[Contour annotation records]
####

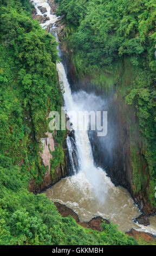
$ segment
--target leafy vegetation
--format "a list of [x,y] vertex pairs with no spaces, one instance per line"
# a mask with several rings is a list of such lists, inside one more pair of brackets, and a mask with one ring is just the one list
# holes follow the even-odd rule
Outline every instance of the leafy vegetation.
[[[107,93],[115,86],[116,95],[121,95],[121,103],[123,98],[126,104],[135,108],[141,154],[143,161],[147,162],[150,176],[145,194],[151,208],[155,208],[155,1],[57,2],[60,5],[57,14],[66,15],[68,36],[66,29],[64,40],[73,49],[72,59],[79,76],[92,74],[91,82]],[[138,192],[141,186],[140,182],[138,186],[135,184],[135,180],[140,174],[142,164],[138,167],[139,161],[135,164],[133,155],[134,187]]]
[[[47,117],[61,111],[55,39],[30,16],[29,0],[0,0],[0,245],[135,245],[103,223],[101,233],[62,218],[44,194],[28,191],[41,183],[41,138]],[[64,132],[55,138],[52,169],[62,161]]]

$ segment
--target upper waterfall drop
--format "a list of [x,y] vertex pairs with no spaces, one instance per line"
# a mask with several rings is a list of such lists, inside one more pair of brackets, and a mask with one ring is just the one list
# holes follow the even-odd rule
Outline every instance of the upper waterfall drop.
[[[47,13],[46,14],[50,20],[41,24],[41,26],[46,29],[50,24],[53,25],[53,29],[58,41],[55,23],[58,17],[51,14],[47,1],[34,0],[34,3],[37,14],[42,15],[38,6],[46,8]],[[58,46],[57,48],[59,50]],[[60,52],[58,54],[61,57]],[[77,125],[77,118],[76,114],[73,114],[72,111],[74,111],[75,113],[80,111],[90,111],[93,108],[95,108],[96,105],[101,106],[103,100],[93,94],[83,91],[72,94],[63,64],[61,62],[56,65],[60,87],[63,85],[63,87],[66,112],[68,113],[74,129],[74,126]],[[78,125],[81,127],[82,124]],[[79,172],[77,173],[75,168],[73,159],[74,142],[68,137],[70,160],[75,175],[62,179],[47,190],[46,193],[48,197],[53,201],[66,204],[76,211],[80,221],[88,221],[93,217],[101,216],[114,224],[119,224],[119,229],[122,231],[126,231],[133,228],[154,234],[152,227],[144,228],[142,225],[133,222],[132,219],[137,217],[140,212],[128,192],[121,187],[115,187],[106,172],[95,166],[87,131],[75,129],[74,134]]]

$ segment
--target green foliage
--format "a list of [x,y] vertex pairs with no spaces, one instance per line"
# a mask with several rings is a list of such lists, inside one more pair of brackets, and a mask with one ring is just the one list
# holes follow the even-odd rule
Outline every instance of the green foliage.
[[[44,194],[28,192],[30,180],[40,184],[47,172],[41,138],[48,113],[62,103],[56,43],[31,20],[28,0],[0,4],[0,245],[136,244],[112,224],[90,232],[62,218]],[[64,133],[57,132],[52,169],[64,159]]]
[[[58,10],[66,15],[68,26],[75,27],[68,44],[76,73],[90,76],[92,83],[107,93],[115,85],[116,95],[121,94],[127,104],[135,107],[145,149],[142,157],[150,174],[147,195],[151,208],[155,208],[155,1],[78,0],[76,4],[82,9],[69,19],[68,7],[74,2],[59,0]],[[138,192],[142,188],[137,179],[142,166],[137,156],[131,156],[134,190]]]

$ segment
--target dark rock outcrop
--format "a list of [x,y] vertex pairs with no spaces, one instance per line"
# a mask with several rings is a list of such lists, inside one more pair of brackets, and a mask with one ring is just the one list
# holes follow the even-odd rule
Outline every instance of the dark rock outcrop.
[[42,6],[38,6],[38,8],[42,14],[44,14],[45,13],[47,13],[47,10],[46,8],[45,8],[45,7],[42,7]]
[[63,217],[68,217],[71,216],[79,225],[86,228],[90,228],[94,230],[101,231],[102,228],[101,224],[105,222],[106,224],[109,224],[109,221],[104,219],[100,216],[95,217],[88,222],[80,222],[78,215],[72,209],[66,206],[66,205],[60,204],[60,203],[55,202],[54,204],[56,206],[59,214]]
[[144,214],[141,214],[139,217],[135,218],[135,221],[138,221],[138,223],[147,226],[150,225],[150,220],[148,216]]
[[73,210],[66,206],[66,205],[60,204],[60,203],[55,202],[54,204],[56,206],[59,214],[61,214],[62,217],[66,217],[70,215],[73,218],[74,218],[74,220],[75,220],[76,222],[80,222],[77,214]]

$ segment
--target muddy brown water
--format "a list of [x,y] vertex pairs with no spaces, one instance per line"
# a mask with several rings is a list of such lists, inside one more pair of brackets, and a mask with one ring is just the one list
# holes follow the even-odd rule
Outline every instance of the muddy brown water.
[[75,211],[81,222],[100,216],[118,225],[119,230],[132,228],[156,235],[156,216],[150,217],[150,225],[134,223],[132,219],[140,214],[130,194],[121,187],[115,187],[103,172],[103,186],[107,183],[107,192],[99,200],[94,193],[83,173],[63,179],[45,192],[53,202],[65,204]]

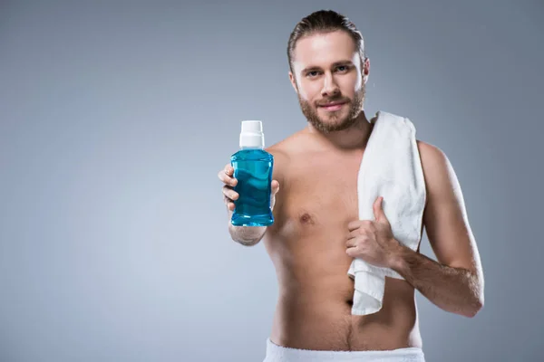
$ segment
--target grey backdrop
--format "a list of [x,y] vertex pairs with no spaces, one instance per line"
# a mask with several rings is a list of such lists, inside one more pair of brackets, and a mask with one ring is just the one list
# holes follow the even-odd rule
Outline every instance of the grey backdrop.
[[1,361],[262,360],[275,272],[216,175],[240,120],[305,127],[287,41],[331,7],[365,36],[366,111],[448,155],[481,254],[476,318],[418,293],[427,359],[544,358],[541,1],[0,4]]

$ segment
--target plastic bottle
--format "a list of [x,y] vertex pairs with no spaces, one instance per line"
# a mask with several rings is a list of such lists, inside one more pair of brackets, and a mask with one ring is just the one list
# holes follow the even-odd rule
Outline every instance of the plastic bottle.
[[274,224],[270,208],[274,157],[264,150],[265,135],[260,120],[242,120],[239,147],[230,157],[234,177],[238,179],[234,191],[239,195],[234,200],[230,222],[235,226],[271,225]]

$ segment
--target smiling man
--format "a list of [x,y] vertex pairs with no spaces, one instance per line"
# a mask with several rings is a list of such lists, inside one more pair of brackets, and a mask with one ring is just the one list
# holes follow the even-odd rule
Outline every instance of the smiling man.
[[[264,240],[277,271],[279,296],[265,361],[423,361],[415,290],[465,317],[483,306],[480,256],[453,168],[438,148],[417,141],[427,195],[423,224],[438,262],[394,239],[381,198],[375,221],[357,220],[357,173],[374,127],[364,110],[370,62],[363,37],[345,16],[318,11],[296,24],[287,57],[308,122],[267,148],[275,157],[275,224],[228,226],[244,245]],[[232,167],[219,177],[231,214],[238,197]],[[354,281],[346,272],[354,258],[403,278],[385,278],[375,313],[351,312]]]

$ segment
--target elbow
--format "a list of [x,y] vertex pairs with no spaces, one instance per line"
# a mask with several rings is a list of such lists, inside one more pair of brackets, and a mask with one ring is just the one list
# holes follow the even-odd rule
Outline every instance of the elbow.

####

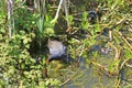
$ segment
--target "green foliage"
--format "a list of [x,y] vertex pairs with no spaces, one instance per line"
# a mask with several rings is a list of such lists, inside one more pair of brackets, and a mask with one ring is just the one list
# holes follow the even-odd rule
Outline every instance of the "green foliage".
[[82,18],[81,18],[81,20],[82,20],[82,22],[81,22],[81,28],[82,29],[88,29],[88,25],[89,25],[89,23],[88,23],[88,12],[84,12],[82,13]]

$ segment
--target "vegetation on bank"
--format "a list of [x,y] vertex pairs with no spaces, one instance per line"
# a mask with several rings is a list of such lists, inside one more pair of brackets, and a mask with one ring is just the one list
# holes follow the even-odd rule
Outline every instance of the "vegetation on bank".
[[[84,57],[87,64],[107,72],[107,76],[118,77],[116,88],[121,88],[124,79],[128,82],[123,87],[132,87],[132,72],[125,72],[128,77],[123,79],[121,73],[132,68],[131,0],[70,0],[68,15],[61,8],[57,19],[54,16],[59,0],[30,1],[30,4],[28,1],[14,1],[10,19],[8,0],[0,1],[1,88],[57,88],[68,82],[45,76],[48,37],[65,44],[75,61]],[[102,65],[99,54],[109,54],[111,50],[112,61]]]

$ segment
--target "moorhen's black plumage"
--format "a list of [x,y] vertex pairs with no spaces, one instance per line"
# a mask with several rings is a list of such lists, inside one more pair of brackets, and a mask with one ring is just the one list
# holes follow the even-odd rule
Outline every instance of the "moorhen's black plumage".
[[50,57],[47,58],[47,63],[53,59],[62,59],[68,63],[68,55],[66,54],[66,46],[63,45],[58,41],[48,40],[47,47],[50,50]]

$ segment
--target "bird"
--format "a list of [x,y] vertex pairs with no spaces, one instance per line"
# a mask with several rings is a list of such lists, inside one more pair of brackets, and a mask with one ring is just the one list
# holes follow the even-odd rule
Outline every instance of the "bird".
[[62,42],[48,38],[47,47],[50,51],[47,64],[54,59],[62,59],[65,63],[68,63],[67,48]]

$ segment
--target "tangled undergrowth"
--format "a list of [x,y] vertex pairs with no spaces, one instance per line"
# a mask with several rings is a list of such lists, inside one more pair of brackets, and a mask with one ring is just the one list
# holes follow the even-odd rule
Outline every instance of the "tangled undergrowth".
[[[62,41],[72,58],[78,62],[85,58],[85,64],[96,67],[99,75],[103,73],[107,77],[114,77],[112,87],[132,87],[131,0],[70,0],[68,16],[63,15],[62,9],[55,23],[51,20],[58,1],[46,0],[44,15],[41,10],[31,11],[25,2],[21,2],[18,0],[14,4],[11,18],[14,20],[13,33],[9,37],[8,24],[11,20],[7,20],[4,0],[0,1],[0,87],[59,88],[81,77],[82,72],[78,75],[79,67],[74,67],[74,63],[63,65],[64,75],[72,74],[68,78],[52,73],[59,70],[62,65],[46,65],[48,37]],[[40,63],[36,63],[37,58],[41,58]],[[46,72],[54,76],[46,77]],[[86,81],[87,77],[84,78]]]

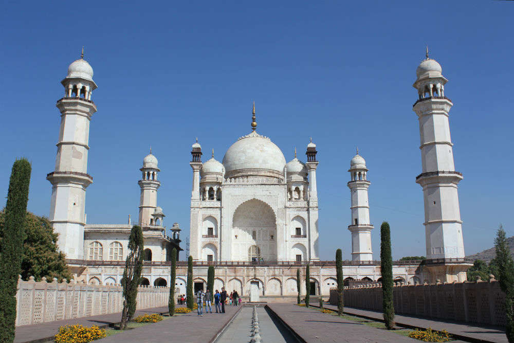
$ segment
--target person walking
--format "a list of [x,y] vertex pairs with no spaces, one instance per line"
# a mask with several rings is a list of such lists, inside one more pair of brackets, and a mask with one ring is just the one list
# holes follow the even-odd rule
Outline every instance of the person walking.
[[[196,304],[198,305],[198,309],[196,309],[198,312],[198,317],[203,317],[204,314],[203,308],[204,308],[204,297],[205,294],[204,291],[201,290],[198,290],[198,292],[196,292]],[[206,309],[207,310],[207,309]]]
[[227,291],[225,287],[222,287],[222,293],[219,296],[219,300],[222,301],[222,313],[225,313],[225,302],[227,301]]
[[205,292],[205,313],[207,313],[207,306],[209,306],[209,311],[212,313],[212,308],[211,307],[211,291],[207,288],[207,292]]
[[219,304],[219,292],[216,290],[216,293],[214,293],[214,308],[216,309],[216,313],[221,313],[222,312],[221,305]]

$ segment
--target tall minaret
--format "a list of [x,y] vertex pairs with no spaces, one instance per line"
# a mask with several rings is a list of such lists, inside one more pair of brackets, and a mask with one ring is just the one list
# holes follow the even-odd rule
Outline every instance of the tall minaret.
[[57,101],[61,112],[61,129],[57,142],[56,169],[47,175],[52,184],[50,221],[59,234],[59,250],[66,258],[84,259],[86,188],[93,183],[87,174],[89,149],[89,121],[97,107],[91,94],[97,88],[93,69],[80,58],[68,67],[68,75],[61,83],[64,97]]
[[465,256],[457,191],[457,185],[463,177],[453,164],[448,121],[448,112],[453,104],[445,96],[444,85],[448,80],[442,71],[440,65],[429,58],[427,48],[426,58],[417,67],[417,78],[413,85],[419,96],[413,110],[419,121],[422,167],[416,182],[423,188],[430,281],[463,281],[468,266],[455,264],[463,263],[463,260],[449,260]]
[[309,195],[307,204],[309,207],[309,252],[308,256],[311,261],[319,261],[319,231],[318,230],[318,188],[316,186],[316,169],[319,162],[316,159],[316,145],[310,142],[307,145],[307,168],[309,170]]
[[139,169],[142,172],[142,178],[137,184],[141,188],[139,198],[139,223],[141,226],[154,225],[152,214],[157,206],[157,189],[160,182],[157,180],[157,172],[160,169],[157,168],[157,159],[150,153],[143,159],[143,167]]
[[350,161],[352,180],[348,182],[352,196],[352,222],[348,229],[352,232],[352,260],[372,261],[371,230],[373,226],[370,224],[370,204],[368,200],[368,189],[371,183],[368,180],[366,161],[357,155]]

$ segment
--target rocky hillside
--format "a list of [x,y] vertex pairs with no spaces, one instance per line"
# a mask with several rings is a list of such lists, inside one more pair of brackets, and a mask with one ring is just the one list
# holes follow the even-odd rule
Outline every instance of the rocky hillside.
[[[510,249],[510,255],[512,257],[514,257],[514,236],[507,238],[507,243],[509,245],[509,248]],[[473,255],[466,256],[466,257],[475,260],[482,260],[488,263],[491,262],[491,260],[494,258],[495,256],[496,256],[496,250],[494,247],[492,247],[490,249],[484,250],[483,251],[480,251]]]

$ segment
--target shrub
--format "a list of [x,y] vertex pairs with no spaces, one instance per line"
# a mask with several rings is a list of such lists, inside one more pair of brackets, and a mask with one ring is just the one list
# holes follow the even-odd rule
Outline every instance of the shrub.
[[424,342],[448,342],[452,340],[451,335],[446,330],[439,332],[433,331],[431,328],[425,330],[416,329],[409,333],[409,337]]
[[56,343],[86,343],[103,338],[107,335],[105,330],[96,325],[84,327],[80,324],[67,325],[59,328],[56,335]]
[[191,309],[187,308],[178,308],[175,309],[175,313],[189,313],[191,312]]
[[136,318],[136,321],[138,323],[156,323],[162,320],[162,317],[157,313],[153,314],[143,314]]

####

» Task statement
Tally how many lines of the records contain the string "foliage" and reply with that number alone.

» Correct output
4